**Your instructions:** Please state how many lines of the records below contain the word "every", treating case as significant. Reply with the number alone.

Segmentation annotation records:
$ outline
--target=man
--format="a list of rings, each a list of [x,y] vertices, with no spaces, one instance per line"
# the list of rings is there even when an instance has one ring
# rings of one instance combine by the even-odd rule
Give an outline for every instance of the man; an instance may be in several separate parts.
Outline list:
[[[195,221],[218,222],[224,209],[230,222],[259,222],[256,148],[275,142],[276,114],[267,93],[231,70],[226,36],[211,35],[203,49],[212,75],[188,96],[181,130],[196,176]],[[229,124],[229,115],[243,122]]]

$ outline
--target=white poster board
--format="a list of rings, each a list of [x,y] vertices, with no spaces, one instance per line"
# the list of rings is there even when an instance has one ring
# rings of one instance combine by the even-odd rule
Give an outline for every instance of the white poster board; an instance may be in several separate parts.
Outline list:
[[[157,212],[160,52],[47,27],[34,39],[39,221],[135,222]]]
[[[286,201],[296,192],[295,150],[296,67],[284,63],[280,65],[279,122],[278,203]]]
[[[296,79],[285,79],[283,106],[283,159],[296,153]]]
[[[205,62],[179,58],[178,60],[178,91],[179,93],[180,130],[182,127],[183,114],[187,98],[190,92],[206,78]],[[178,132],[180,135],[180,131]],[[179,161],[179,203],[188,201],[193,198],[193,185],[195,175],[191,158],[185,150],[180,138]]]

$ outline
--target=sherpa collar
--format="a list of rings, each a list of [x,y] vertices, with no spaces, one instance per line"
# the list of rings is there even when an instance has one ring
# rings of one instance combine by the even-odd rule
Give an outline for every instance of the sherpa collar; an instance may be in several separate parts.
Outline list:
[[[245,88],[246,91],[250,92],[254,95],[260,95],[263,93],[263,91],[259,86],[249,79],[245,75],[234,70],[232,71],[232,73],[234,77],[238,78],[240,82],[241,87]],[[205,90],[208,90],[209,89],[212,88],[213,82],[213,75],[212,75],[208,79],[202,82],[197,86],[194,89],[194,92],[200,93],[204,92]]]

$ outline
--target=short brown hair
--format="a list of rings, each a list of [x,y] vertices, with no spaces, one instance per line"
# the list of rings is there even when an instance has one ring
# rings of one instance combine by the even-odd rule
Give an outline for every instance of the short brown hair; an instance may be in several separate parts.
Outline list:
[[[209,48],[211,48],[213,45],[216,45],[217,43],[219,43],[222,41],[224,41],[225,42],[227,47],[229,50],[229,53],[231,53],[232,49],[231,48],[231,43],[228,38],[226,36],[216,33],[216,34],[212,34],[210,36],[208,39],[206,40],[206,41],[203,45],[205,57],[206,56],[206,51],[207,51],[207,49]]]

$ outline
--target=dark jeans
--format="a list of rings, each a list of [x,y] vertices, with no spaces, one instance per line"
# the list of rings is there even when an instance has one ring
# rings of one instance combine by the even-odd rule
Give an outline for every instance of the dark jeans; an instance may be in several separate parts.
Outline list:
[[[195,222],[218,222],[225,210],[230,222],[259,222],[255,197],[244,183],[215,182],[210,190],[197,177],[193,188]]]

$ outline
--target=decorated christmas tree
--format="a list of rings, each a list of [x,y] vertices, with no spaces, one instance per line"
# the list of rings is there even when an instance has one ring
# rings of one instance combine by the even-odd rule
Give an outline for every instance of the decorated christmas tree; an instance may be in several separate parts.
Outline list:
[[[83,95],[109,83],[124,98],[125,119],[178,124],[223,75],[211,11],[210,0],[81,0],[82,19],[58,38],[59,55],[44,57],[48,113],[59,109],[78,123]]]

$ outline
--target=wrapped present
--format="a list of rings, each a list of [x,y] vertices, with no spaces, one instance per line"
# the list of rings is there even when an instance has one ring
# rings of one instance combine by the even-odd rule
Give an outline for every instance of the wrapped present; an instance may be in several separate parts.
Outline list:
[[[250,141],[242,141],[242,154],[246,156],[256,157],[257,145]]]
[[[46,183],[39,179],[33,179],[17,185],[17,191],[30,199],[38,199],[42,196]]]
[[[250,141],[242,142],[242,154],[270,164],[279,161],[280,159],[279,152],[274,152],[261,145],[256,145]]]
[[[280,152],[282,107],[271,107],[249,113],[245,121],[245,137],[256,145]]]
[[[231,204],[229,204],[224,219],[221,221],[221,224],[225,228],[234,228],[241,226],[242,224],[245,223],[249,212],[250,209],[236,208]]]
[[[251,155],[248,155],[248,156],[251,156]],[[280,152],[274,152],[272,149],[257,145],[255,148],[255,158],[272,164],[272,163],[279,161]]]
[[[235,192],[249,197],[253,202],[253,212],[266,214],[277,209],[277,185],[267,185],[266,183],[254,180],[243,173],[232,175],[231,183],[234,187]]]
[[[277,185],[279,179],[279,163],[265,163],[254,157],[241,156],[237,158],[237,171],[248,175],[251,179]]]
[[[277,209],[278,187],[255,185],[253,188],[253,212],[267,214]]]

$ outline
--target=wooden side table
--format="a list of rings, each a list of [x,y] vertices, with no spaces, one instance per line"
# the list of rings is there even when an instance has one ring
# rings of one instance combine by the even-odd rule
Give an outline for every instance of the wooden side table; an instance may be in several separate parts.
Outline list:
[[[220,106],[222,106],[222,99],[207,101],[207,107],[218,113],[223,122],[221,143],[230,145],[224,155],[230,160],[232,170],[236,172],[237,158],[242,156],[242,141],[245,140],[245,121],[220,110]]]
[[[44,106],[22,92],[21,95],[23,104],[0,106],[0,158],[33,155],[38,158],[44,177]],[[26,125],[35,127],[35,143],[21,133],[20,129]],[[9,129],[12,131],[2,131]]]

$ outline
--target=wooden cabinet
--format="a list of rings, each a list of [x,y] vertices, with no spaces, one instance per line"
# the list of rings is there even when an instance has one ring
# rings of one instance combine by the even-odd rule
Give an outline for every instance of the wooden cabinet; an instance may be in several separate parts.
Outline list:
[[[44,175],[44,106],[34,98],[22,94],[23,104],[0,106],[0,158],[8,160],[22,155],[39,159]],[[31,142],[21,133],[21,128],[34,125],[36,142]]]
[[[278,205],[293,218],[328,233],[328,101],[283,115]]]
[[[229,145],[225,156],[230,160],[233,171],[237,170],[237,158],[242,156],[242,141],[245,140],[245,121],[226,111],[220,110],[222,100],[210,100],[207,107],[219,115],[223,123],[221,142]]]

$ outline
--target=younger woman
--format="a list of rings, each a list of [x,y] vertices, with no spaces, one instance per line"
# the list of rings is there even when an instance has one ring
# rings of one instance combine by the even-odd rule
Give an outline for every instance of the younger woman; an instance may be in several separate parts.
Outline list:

**Right answer:** 10